→ What the task asks
When you reach the line containing "point(215, 665)" in the entries below, start writing out each line exactly, and stop after the line containing "point(478, 471)".

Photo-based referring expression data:
+--
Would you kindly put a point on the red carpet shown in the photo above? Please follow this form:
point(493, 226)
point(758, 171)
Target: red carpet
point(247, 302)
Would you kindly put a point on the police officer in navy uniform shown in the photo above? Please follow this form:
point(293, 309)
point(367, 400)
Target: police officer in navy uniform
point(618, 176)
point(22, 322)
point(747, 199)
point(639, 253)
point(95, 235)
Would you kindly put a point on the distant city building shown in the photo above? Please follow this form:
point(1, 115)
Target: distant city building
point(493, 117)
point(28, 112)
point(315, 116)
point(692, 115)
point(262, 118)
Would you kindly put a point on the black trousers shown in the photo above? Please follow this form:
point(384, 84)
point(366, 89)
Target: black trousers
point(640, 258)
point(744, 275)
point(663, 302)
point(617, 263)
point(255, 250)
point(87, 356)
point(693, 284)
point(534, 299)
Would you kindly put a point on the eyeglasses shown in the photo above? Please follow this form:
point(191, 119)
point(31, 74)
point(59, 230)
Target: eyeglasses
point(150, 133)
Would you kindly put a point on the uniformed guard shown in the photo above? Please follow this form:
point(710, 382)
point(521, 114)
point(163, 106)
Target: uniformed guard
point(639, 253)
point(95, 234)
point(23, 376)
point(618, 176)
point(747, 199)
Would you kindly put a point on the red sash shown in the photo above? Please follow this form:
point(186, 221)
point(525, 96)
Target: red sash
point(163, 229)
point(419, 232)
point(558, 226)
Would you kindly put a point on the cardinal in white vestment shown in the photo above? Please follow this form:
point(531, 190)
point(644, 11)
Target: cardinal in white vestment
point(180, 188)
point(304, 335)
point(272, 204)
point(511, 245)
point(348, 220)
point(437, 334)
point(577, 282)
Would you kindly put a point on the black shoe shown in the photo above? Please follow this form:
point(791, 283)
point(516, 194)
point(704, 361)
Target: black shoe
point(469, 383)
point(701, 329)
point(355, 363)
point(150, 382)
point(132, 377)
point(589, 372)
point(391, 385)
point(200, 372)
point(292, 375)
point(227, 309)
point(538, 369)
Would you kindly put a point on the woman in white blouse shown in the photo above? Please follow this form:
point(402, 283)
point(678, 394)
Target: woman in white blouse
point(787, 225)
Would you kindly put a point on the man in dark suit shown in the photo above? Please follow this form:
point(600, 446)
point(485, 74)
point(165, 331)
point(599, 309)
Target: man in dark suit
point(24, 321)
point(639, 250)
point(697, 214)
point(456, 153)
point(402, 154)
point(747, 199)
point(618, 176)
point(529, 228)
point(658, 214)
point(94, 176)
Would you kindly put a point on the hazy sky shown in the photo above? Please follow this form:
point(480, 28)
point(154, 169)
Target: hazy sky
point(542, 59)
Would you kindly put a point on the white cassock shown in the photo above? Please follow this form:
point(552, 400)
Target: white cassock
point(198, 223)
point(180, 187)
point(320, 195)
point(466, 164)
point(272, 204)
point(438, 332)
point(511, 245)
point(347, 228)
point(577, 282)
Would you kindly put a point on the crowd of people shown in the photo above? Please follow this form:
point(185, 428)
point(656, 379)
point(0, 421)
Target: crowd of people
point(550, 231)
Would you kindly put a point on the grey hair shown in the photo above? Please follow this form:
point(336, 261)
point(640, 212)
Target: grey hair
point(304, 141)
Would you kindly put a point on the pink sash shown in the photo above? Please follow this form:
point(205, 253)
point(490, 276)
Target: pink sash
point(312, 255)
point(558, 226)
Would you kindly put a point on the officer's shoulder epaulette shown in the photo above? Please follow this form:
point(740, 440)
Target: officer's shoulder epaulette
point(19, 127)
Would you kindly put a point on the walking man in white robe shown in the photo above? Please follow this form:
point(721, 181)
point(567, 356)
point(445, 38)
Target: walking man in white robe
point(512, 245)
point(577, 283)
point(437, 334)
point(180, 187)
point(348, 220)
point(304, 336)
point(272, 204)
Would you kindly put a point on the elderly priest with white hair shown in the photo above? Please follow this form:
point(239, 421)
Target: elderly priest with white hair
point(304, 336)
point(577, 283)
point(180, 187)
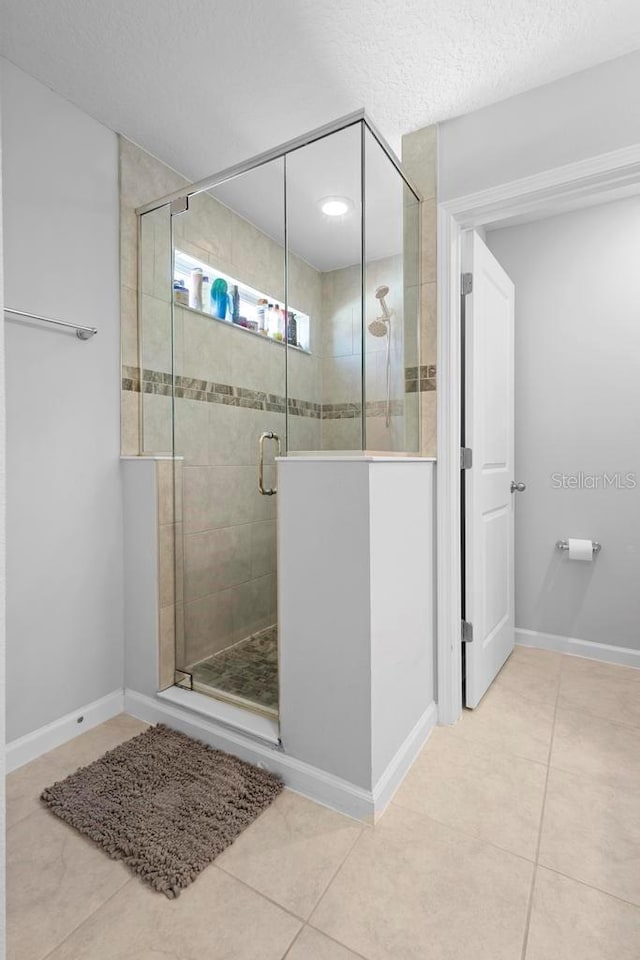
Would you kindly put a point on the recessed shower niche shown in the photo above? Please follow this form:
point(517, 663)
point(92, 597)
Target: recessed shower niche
point(278, 317)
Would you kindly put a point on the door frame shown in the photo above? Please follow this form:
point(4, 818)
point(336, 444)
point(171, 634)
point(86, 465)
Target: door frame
point(609, 176)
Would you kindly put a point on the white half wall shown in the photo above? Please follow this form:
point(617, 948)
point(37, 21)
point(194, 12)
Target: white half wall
point(577, 415)
point(583, 115)
point(64, 529)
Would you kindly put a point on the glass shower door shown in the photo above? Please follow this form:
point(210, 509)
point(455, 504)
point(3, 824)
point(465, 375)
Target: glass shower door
point(229, 422)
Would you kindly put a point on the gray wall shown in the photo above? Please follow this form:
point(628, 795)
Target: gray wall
point(2, 588)
point(577, 409)
point(64, 529)
point(589, 113)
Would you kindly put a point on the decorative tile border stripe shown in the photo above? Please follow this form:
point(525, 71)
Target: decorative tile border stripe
point(189, 388)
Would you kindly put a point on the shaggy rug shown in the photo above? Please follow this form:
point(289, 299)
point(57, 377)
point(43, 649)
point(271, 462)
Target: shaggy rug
point(164, 804)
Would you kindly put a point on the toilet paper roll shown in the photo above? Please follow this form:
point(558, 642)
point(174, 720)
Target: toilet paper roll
point(581, 550)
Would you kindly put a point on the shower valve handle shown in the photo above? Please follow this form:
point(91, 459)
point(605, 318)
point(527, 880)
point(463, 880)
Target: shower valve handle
point(268, 435)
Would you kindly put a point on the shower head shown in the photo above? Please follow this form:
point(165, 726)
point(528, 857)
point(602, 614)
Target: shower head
point(379, 327)
point(381, 293)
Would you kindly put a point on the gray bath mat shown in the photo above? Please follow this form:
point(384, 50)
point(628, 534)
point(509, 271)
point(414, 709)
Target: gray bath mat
point(164, 804)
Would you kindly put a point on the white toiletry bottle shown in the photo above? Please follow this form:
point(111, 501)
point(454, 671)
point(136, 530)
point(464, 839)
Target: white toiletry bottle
point(206, 295)
point(195, 299)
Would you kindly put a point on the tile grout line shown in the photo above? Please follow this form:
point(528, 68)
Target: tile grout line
point(258, 893)
point(527, 927)
point(590, 886)
point(334, 877)
point(302, 920)
point(89, 916)
point(464, 833)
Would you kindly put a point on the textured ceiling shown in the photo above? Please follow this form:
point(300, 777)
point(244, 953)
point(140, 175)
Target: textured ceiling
point(202, 84)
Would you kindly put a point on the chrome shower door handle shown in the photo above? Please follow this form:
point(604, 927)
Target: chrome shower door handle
point(269, 435)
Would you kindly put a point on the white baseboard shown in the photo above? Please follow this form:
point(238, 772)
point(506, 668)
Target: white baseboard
point(301, 777)
point(54, 734)
point(397, 770)
point(606, 653)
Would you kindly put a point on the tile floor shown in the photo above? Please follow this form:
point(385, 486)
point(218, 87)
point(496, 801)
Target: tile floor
point(247, 670)
point(515, 836)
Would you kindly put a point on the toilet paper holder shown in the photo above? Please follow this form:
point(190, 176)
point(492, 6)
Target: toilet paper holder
point(564, 545)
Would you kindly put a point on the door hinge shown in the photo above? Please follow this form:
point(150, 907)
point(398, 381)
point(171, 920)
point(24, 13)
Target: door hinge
point(183, 679)
point(179, 205)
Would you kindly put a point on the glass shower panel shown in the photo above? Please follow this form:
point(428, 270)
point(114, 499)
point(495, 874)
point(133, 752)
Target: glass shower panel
point(230, 391)
point(324, 235)
point(155, 332)
point(391, 290)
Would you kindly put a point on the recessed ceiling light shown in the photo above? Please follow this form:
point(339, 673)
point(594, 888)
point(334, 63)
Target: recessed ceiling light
point(336, 206)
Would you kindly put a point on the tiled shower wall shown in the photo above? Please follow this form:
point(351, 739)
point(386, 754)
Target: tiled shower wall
point(419, 158)
point(342, 361)
point(231, 387)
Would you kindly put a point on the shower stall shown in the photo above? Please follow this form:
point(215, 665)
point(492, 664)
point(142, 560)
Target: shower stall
point(278, 316)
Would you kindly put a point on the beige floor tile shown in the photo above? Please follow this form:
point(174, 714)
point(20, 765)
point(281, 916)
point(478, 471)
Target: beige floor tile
point(411, 887)
point(607, 693)
point(55, 880)
point(534, 674)
point(313, 945)
point(570, 921)
point(90, 745)
point(586, 744)
point(25, 784)
point(216, 918)
point(580, 665)
point(591, 832)
point(291, 852)
point(507, 721)
point(489, 794)
point(24, 787)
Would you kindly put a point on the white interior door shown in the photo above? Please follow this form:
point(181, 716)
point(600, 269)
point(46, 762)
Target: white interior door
point(489, 431)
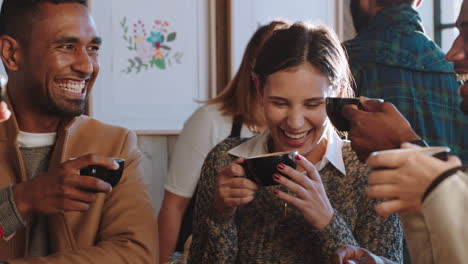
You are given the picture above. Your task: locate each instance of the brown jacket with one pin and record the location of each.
(119, 227)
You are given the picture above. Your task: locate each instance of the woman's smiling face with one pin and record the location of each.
(294, 104)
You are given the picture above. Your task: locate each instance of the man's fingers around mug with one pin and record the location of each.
(387, 160)
(89, 183)
(73, 205)
(78, 195)
(371, 105)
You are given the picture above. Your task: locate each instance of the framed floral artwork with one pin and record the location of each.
(154, 63)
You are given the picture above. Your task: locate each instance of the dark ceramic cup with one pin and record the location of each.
(260, 169)
(334, 106)
(110, 176)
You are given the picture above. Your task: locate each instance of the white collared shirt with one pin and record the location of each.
(259, 146)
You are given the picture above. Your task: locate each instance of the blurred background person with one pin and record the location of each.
(430, 194)
(392, 58)
(234, 113)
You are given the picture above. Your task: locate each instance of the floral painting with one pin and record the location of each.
(151, 46)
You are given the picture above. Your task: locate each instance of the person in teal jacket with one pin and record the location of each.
(392, 58)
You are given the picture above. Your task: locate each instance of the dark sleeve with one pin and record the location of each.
(383, 237)
(214, 237)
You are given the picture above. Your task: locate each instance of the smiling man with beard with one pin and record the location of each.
(49, 213)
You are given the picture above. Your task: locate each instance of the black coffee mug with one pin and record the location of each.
(334, 106)
(260, 169)
(110, 176)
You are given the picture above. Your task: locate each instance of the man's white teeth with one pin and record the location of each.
(72, 87)
(462, 77)
(296, 136)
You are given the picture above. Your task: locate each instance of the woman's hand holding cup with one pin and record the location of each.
(310, 197)
(233, 189)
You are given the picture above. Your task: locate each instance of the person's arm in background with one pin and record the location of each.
(199, 135)
(381, 126)
(428, 194)
(4, 112)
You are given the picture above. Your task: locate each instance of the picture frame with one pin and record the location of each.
(149, 92)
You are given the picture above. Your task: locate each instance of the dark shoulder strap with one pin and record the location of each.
(236, 126)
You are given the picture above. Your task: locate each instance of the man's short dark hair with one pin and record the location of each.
(384, 3)
(16, 16)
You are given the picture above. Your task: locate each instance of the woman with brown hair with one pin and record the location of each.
(238, 221)
(235, 112)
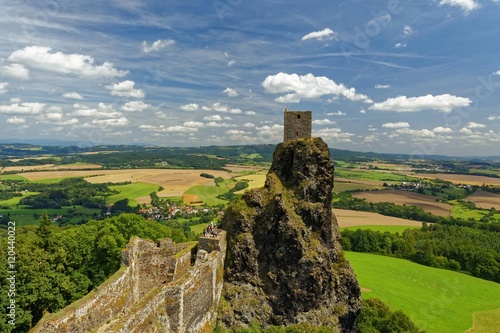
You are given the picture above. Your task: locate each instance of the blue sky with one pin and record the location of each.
(416, 77)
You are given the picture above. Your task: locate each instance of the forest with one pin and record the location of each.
(56, 266)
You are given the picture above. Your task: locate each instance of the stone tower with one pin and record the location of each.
(297, 125)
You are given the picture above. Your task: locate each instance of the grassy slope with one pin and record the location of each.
(131, 191)
(436, 300)
(382, 228)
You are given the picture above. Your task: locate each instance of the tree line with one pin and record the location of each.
(459, 248)
(56, 266)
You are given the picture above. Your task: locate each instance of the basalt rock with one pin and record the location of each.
(284, 264)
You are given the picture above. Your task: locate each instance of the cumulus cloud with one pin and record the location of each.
(442, 103)
(338, 113)
(169, 129)
(333, 134)
(189, 107)
(15, 71)
(157, 45)
(307, 86)
(39, 57)
(466, 5)
(16, 120)
(72, 95)
(230, 92)
(323, 122)
(408, 30)
(23, 108)
(441, 129)
(474, 125)
(325, 34)
(214, 117)
(135, 106)
(218, 107)
(125, 89)
(3, 87)
(396, 125)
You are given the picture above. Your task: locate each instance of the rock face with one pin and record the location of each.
(284, 264)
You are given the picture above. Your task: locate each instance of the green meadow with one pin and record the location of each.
(382, 228)
(131, 191)
(436, 300)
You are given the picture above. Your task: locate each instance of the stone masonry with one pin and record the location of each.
(156, 290)
(298, 125)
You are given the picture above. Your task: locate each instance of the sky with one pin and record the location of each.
(417, 77)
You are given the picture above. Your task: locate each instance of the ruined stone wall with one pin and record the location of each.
(297, 125)
(180, 298)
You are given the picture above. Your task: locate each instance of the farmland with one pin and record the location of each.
(427, 203)
(484, 199)
(436, 300)
(174, 181)
(352, 218)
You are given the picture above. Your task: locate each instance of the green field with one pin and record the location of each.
(436, 300)
(25, 216)
(382, 228)
(372, 175)
(344, 186)
(198, 228)
(131, 191)
(12, 177)
(208, 194)
(13, 202)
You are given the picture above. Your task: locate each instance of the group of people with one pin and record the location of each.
(210, 230)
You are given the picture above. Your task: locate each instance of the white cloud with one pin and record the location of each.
(22, 108)
(408, 30)
(396, 125)
(15, 71)
(230, 92)
(338, 113)
(466, 5)
(190, 107)
(135, 106)
(72, 95)
(325, 34)
(334, 134)
(474, 125)
(193, 124)
(3, 87)
(442, 103)
(114, 122)
(16, 120)
(125, 89)
(323, 122)
(39, 57)
(214, 117)
(307, 86)
(157, 45)
(218, 107)
(441, 129)
(169, 129)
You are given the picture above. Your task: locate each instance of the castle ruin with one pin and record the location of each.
(298, 125)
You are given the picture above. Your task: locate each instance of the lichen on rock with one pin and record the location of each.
(284, 264)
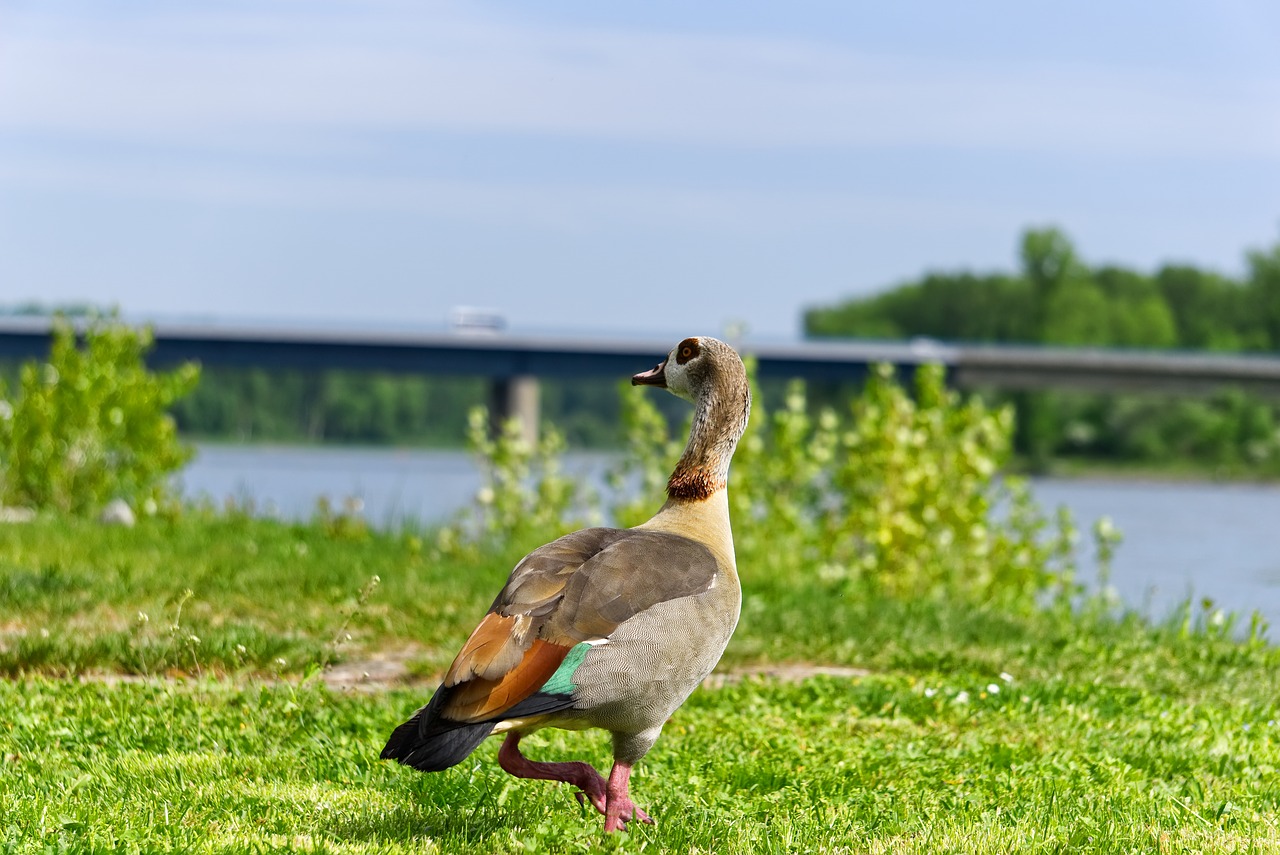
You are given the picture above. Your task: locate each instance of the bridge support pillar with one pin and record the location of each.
(516, 397)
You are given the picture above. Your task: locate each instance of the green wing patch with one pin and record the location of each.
(562, 681)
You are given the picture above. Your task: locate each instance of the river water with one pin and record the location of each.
(1180, 539)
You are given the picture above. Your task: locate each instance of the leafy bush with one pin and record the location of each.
(901, 495)
(91, 424)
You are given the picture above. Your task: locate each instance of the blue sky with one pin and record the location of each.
(613, 168)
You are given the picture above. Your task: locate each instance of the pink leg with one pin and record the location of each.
(580, 775)
(618, 807)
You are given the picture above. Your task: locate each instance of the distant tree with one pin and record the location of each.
(1265, 293)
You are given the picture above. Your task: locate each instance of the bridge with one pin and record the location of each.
(515, 362)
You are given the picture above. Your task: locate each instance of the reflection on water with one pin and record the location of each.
(1180, 539)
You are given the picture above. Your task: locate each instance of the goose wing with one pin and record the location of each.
(575, 590)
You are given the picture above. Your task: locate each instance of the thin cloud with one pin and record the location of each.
(231, 78)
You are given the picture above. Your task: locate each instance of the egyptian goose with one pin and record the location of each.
(606, 627)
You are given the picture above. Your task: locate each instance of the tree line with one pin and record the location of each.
(1057, 298)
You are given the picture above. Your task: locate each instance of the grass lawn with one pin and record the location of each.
(973, 730)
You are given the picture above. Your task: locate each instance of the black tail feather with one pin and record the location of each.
(433, 749)
(430, 743)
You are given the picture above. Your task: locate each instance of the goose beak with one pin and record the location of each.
(654, 376)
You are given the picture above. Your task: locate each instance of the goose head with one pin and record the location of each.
(711, 374)
(698, 367)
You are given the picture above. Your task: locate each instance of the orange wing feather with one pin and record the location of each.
(498, 667)
(480, 699)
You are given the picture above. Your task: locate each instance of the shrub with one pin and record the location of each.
(90, 424)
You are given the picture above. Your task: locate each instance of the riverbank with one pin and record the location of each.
(963, 730)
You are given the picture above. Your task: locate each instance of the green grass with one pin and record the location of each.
(1102, 735)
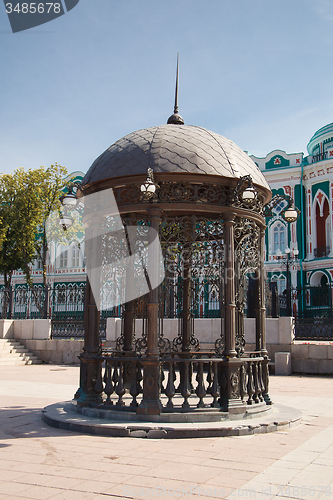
+--
→ Exercise answer
point(215, 665)
point(492, 664)
point(142, 560)
Target: shower stall
point(278, 316)
Would you kindly put a point on the beige floor tile shown in the photo above? Please follow this form:
point(174, 714)
point(20, 765)
point(281, 916)
point(478, 471)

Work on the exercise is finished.